→ Prompt a:
Select every line in the records below that contains the string "trace", and copy each one.

→ Text segment:

================================

A friend suggested a series by Lorentz and said it was heart-pounding and just a touch too realistic. Intrigued, and in need of new books, I checked it out. (All images and blurbs from goodreads.com)
When a strange device is discovered in the air ducts of a busy suburban mall, the entire complex is suddenly locked down. No one can leave. No one knows what is going on.
At first, there's the novelty of being stuck in a mega mall with free food and a gift certificate. But with each passing day, it becomes harder to ignore the dwindling supplies, inadequate information, and mounting panic.
Then people start getting sick.
Told from the point of view of two guys and two girls, this is a harrowing look at what can happen under the most desperate of circumstances, when regular people are faced with impossible choices. Some rise to the occasion. Some don't.
And for some - it's too late.
The first book in the series does a good job of setting up the frustration and the fear that a mall complex and its occupants would feel finding themselves in quarantine with little information, little contact, and way too little supervision. I was so intrigued at the thought of a mall-based chemical attack - but initially found concern in some of the more unrealistic aspects of the series.

================================

→ Prompt b:
Go on with the review of the mall quarantine book series from where it stops.

(Stored dataset items)

================================

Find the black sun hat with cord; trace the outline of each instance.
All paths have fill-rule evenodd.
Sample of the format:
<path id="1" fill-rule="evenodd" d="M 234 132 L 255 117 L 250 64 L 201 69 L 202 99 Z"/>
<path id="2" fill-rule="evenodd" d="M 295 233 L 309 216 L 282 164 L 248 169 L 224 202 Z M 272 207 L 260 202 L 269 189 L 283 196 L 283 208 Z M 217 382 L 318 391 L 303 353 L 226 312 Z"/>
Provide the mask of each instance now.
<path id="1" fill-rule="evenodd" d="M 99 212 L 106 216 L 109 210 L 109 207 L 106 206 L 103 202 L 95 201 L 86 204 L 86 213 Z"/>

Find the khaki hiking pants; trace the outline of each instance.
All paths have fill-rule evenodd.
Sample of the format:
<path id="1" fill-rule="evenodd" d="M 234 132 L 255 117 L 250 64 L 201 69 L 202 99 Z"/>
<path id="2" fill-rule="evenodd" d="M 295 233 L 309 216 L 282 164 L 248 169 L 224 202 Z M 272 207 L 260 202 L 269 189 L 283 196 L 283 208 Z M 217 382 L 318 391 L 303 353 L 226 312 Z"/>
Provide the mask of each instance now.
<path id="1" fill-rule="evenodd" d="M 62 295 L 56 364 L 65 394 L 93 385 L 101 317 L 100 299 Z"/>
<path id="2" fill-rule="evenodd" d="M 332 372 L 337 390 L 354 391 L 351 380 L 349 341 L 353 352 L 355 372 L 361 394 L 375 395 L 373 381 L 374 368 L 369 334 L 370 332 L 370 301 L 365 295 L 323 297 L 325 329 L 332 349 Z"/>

================================

→ Output a:
Find the black sun hat with cord; trace the outline of each instance.
Find the khaki hiking pants; trace the outline of each instance.

→ Output b:
It's Day 7 in the quarantined mall. The riot is over and the senator trapped inside is determined to end the chaos. Even with new rules, assigned jobs, and heightened security, she still needs to get the teen population under control. So she enlists Marco's help--allowing him to keep his stolen universal card key in exchange for spying on the very football players who are protecting him.
But someone is working against the new systems, targeting the teens, and putting the entire mall in even more danger. Lexi, Marco, Ryan, and Shay believe their new alliances are sound.
They are wrong. Who can be trusted? And who will be left to trust?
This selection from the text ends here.